Text to read:
** START **

Besides transfer of energy as work, thermodynamics admits transfer of energy as heat. For a process in a closed (no transfer of matter) thermodynamic system, the first law of thermodynamics relates changes in the internal energy (or other cardinal energy function, depending on the conditions of the transfer) of the system to those two modes of energy transfer, as work, and as heat. Adiabatic work is done without matter transfer and without heat transfer. In principle, in thermodynamics, for a process in a closed system, the quantity of heat transferred is defined by the amount of adiabatic work that would be needed to effect the change in the system that is occasioned by the heat transfer. In experimental practice, heat transfer is often estimated calorimetrically, through change of temperature of a known quantity of calorimetric material substance.

Energy can also be transferred to or from a system through transfer of matter. The possibility of such transfer defines the system as an open system, as opposed to a closed system. By definition, such transfer is neither as work nor as heat.

Changes in the potential energy of a body as a whole with respect to forces in its surroundings, and in the kinetic energy of the body moving as a whole with respect to its surroundings, are by definition excluded from the body's cardinal energy (examples are internal energy and enthalpy).

===Nearly reversible transfer of energy by work in the surroundings===
In the surroundings of a thermodynamic system, external to it, all the various mechanical and non-mechanical macroscopic forms of work can be converted into each other with no limitation in principle due to the laws of thermodynamics, so that the energy conversion efficiency can approach 100% in some cases; such conversion is required to be frictionless, and consequently adiabatic. In particular, in principle, all macroscopic forms of work can be converted into the mechanical work of lifting a weight, which was the original form of thermodynamic work considered by Carnot and Joule (see History section above). Some authors have considered this equivalence to the lifting of a weight as a defining characteristic of work. For example, with the apparatus of Joule's experiment in which, through pulleys, a weight descending in the surroundings drives the stirring of a thermodynamic system, the descent of the weight can be diverted by a re-arrangement of pulleys, so that it lifts another weight in the surroundings, instead of stirring the thermodynamic system.

Such conversion may be idealized as nearly frictionless, though it occurs relatively quickly. It usually comes about through devices that are not simple thermodynamic systems (a simple thermodynamic system is a homogeneous body of material substances). For example, the descent of the weight in Joule's stirring experiment reduces the weight's total energy. It is described as loss of gravitational potential energy by the weight, due to change of its macroscopic position in the gravity field, in contrast to, for example, loss of the weight's internal energy due to changes in its entropy, volume, and chemical composition. Though it occurs relatively rapidly, because the energy remains nearly fully available as work in one way or another, such diversion of work in the surroundings may be idealized as nearly reversible, or nearly perfectly efficient.

In contrast, the conversion of heat into work in a heat engine can never exceed the Carnot efficiency, as a consequence of the second law of thermodynamics. Such energy conversion, through work done relatively rapidly, in a practical heat engine, by a thermodynamic system on its surroundings, cannot be idealized, not even nearly, as reversible.

** END **

Data rows:

** START **

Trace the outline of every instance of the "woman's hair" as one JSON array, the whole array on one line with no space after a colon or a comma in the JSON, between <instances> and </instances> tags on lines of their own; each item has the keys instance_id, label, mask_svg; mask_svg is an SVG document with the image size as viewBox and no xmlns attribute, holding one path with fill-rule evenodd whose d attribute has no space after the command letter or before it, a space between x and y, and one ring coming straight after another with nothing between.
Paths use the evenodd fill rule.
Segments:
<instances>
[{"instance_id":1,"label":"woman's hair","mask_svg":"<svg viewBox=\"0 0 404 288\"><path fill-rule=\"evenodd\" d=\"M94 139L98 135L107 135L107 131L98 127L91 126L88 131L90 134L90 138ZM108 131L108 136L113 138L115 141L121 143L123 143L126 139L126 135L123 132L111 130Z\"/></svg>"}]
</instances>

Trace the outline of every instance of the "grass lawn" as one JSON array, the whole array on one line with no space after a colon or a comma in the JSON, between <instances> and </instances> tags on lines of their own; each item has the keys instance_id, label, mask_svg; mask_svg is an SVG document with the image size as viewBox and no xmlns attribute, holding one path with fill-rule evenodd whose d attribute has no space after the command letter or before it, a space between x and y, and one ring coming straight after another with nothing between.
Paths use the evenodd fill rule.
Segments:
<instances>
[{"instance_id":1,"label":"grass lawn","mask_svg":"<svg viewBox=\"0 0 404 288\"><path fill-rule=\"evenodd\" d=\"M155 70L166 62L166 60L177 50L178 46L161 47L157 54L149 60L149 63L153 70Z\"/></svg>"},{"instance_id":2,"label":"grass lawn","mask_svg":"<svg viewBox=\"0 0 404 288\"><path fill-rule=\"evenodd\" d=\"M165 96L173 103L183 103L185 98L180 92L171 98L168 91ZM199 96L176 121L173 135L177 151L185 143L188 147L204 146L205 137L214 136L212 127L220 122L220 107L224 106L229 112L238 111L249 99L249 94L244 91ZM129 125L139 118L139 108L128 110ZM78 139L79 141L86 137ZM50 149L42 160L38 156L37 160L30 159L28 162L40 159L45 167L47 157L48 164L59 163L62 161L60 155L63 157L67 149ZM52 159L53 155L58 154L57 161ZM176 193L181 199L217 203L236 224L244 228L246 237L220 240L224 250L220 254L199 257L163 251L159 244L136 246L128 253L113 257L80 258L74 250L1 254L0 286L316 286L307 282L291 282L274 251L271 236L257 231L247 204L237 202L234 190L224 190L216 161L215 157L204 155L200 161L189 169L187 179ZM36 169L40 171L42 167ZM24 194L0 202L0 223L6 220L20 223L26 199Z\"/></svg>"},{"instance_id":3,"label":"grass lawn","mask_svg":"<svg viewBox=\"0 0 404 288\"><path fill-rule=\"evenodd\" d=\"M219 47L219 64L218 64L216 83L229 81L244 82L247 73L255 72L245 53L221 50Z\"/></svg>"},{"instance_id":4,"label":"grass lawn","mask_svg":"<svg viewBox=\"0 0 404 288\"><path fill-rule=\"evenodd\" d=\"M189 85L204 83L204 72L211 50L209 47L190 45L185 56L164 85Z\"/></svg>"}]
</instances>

** END **

To-do list:
#1 Answer from the thermodynamics text:
(a) What defines a system as an open system?
(b) Who first considered the mechanical work of lifting a weight as the form of thermodynamic work?
(c) What upper limit does the conversion of heat into work in a heat engine never exceed?
#2 List every way the thermodynamics text says energy can be transferred to or from a system.
The lines have no connection to the thermodynamics text.

Final answers:
#1
(a) The possibility of transfer of matter to or from it.
(b) Carnot and Joule.
(c) The Carnot efficiency.

#2 Work, heat, transfer of matter